Work to be completed:
Ignoring the pictures, repeat every entry below exactly as it appears.

::: Task material

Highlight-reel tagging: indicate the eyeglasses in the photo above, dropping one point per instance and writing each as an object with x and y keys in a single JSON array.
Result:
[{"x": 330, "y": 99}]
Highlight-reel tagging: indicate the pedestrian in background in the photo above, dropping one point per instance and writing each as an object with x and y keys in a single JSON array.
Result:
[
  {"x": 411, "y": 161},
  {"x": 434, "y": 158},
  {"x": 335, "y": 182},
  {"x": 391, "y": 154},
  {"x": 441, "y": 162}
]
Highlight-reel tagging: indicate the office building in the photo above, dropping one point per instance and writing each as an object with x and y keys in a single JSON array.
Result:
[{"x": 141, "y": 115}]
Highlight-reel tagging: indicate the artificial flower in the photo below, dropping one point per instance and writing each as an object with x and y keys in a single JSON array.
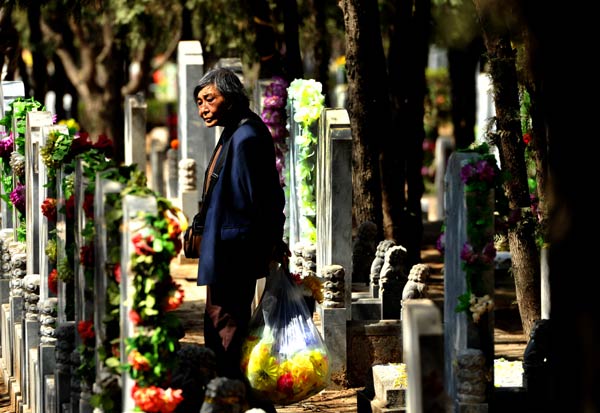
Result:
[
  {"x": 88, "y": 206},
  {"x": 7, "y": 144},
  {"x": 86, "y": 255},
  {"x": 53, "y": 281},
  {"x": 49, "y": 209},
  {"x": 17, "y": 197},
  {"x": 70, "y": 207},
  {"x": 175, "y": 298},
  {"x": 143, "y": 242},
  {"x": 153, "y": 399},
  {"x": 263, "y": 369},
  {"x": 134, "y": 316},
  {"x": 85, "y": 328}
]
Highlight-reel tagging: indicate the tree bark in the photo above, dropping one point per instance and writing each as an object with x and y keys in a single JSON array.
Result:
[
  {"x": 462, "y": 67},
  {"x": 508, "y": 139},
  {"x": 368, "y": 106},
  {"x": 403, "y": 185}
]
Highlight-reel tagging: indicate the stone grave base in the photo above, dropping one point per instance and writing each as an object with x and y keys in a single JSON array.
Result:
[{"x": 370, "y": 343}]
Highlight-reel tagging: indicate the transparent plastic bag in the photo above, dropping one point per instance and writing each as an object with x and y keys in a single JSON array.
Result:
[{"x": 284, "y": 357}]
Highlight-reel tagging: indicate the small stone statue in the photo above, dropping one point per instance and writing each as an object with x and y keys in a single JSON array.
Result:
[
  {"x": 377, "y": 263},
  {"x": 224, "y": 395},
  {"x": 333, "y": 286},
  {"x": 415, "y": 286},
  {"x": 393, "y": 265},
  {"x": 471, "y": 376}
]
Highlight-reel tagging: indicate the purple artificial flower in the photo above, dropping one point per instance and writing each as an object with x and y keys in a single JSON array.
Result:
[
  {"x": 277, "y": 88},
  {"x": 489, "y": 253},
  {"x": 440, "y": 243},
  {"x": 278, "y": 131},
  {"x": 17, "y": 197},
  {"x": 467, "y": 254},
  {"x": 6, "y": 145},
  {"x": 467, "y": 172},
  {"x": 274, "y": 102}
]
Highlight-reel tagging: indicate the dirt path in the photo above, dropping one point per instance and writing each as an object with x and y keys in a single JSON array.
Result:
[{"x": 509, "y": 339}]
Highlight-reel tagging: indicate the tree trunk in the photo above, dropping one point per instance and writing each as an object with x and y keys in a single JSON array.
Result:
[
  {"x": 9, "y": 43},
  {"x": 322, "y": 48},
  {"x": 368, "y": 106},
  {"x": 292, "y": 60},
  {"x": 569, "y": 114},
  {"x": 462, "y": 67},
  {"x": 266, "y": 42},
  {"x": 508, "y": 139},
  {"x": 403, "y": 185}
]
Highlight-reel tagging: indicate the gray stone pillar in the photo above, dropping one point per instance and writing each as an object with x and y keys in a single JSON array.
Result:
[
  {"x": 460, "y": 331},
  {"x": 9, "y": 91},
  {"x": 195, "y": 140},
  {"x": 423, "y": 350},
  {"x": 135, "y": 131},
  {"x": 334, "y": 196},
  {"x": 35, "y": 121}
]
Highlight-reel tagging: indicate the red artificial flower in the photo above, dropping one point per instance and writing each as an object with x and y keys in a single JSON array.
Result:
[
  {"x": 53, "y": 281},
  {"x": 116, "y": 350},
  {"x": 175, "y": 298},
  {"x": 135, "y": 317},
  {"x": 138, "y": 361},
  {"x": 296, "y": 278},
  {"x": 85, "y": 328},
  {"x": 143, "y": 244},
  {"x": 49, "y": 209},
  {"x": 104, "y": 144},
  {"x": 117, "y": 272},
  {"x": 88, "y": 206},
  {"x": 80, "y": 144},
  {"x": 153, "y": 399}
]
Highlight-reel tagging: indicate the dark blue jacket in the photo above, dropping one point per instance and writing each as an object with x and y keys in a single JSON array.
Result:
[{"x": 245, "y": 215}]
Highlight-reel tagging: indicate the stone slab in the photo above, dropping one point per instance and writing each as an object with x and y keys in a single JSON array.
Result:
[
  {"x": 386, "y": 379},
  {"x": 365, "y": 309},
  {"x": 49, "y": 391},
  {"x": 370, "y": 343},
  {"x": 333, "y": 331}
]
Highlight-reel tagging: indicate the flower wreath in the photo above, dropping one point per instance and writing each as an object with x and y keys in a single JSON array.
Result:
[
  {"x": 478, "y": 252},
  {"x": 152, "y": 350},
  {"x": 307, "y": 102}
]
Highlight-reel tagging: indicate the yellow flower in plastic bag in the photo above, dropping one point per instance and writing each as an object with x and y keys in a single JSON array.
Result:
[
  {"x": 302, "y": 372},
  {"x": 263, "y": 368},
  {"x": 321, "y": 365},
  {"x": 247, "y": 347}
]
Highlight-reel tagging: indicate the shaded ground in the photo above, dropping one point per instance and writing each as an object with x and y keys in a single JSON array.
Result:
[
  {"x": 509, "y": 339},
  {"x": 508, "y": 335}
]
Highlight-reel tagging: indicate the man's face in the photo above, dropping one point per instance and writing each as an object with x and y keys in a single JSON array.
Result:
[{"x": 211, "y": 106}]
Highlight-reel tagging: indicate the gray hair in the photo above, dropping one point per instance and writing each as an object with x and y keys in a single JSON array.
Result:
[{"x": 228, "y": 84}]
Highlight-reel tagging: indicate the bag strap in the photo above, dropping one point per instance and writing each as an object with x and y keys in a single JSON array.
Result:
[{"x": 225, "y": 142}]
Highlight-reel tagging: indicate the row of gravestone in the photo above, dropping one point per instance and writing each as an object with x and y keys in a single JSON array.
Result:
[{"x": 41, "y": 370}]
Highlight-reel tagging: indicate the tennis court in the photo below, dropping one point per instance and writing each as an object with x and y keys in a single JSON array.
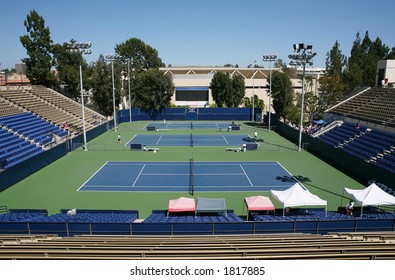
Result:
[
  {"x": 190, "y": 125},
  {"x": 191, "y": 140},
  {"x": 181, "y": 176}
]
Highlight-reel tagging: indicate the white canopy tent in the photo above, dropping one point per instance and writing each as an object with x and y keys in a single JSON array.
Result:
[
  {"x": 371, "y": 195},
  {"x": 297, "y": 196}
]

::::::

Solution for this task:
Highlight-reel tagging: indicate the eyeglasses in the photo above, dropping one point per instance and writing each as an object with x and y keys in a single JSON array.
Result:
[{"x": 330, "y": 99}]
Highlight-reel tagging: indicate the pedestrian in background in the photo above, dropping one point per instance and writing each as an object with x and y keys in a single JSON array.
Result:
[
  {"x": 411, "y": 161},
  {"x": 434, "y": 158},
  {"x": 335, "y": 182},
  {"x": 391, "y": 154},
  {"x": 441, "y": 162}
]
Highlight-reel tagging: indicate the office building in the photo above, dropping one point per instance and writing each as an object with x and y keys in a single JSON array.
Result:
[{"x": 141, "y": 115}]
Highlight-reel tagging: indicate the artificial flower in the photo below, dropping one point per instance and writing each as an object with x and y keys in a single JSON array.
Result:
[
  {"x": 88, "y": 206},
  {"x": 7, "y": 144},
  {"x": 86, "y": 255},
  {"x": 53, "y": 281},
  {"x": 49, "y": 209},
  {"x": 17, "y": 197},
  {"x": 70, "y": 207},
  {"x": 175, "y": 298},
  {"x": 143, "y": 242},
  {"x": 153, "y": 399},
  {"x": 263, "y": 369},
  {"x": 134, "y": 316},
  {"x": 85, "y": 328}
]
Highlight-reel tagging: indicate the tree bark in the photo above, dropping one point per instance and writing each as an object with x and y keys in a single JSON array.
Result:
[
  {"x": 462, "y": 67},
  {"x": 508, "y": 139},
  {"x": 368, "y": 106},
  {"x": 403, "y": 185}
]
Highlight-reel tagging: indicate the stone grave base in the photo above, dropping one point per instance and writing each as an object with x and y keys in a single JSON array.
Result:
[{"x": 370, "y": 343}]
Highlight-reel tagging: indicate the transparent plastic bag in the photo above, dropping one point per instance and writing each as an object with x and y keys in a single JSON array.
Result:
[{"x": 284, "y": 357}]
Highlight-reel tagging: indicate the small stone statue in the photo above, dropping one point per instance and writing each as an object with x and y keys in a single JSON array.
Result:
[
  {"x": 377, "y": 263},
  {"x": 224, "y": 395},
  {"x": 333, "y": 286},
  {"x": 415, "y": 286},
  {"x": 393, "y": 265},
  {"x": 471, "y": 376}
]
Highlight-reel tagging: indicate the purple artificial flower in the photo above, dropping one point per instance and writing each as an object with x and y keys in a single JSON array.
Result:
[
  {"x": 277, "y": 88},
  {"x": 489, "y": 253},
  {"x": 440, "y": 243},
  {"x": 278, "y": 131},
  {"x": 17, "y": 197},
  {"x": 467, "y": 254},
  {"x": 6, "y": 145},
  {"x": 467, "y": 172},
  {"x": 274, "y": 102}
]
Highlight-reel tagging: indicate the dirt path in the photo above, dropping one point per instance and writing each as an object with x and y keys in a single JSON array.
Result:
[{"x": 509, "y": 339}]
Highlight-reel tagging: indicate the tree trunk in the photo above, dropping one point per instance and writing each as an object with x and y keys in a single JSON array.
Result:
[
  {"x": 9, "y": 43},
  {"x": 322, "y": 48},
  {"x": 368, "y": 106},
  {"x": 292, "y": 60},
  {"x": 569, "y": 114},
  {"x": 462, "y": 67},
  {"x": 266, "y": 42},
  {"x": 508, "y": 139},
  {"x": 403, "y": 185}
]
Highlight-reel tagging: indicate the gray stone pillar in the photo above, dropping one point per instance and writing each as an object with x and y keys in a single JSON array.
Result:
[
  {"x": 460, "y": 331},
  {"x": 9, "y": 91},
  {"x": 195, "y": 140},
  {"x": 423, "y": 350},
  {"x": 135, "y": 131},
  {"x": 334, "y": 196},
  {"x": 35, "y": 121}
]
Highlight-reel tagging: indicate the red artificial flower in the photo above, dropping one point per instance and writing each as an object with x and y keys in a single JSON array.
Result:
[
  {"x": 53, "y": 281},
  {"x": 116, "y": 350},
  {"x": 175, "y": 298},
  {"x": 135, "y": 317},
  {"x": 138, "y": 361},
  {"x": 296, "y": 278},
  {"x": 85, "y": 328},
  {"x": 143, "y": 244},
  {"x": 49, "y": 209},
  {"x": 104, "y": 144},
  {"x": 117, "y": 272},
  {"x": 88, "y": 206},
  {"x": 80, "y": 144},
  {"x": 153, "y": 399}
]
Highlight-reel tagging: indicate the dark blue jacket in the photo above, dropping one point per instance and writing each as an object with x and y keys in a single JSON array.
Result:
[{"x": 245, "y": 215}]
Highlight-reel tagging: indicate the stone slab in the photo above, dropping one point per instance and writing each as an object with x and y keys in a single JSON array.
Result:
[
  {"x": 386, "y": 379},
  {"x": 365, "y": 309},
  {"x": 49, "y": 391},
  {"x": 370, "y": 343},
  {"x": 333, "y": 331}
]
Highlight-reel tagging: indicate the flower wreath in the photo above, dropping one point per instance and writing each as an object with x and y keys in a single JSON array.
Result:
[
  {"x": 478, "y": 252},
  {"x": 152, "y": 350},
  {"x": 307, "y": 102}
]
Highlight-reel tagging: indicate the yellow flower in plastic bag in the photo above, dropping one point per instance and writing each as an object with x and y keys in a single JSON array.
Result:
[
  {"x": 302, "y": 372},
  {"x": 263, "y": 368},
  {"x": 321, "y": 365},
  {"x": 247, "y": 347}
]
Highlight-reel tagging: indicate the shaded ground in the photo above, dropping one point per instance and writing each as an object with x and y keys in a single JSON array.
Result:
[
  {"x": 509, "y": 339},
  {"x": 508, "y": 335}
]
Highlight-reel tagging: indicate the man's face in the photo above, dropping one point per instance and writing each as an object with x and y keys in a single JSON array.
Result:
[{"x": 211, "y": 106}]
Highlight-reel tagging: indicate the gray hair in the photo above, dropping one point per instance and writing each as an object with x and y keys in a single JSON array.
Result:
[{"x": 228, "y": 84}]
Highlight-reel tagging: indicate the bag strap in the photo above, dropping one point per instance and writing each as an object with x and y keys in a single JSON array.
Result:
[{"x": 225, "y": 142}]
Highlight-reel tagging: indicate the row of gravestone in the photo above, dropping one point per instance and writing each as an object with x and y keys in a single JSON array.
Result:
[{"x": 41, "y": 370}]
Highlight-reel tagging: indicate the tennis court in the photo below, dropping one point per instance and writing each as an object with x and y keys in a single JSON array.
Result:
[
  {"x": 190, "y": 125},
  {"x": 191, "y": 140},
  {"x": 181, "y": 176}
]
Highlight-reel tagging: indicate the white canopy tent in the photo above, dropping one point per instance and writing each as an object with x and y keys in a single JSON array.
Result:
[
  {"x": 371, "y": 195},
  {"x": 297, "y": 196}
]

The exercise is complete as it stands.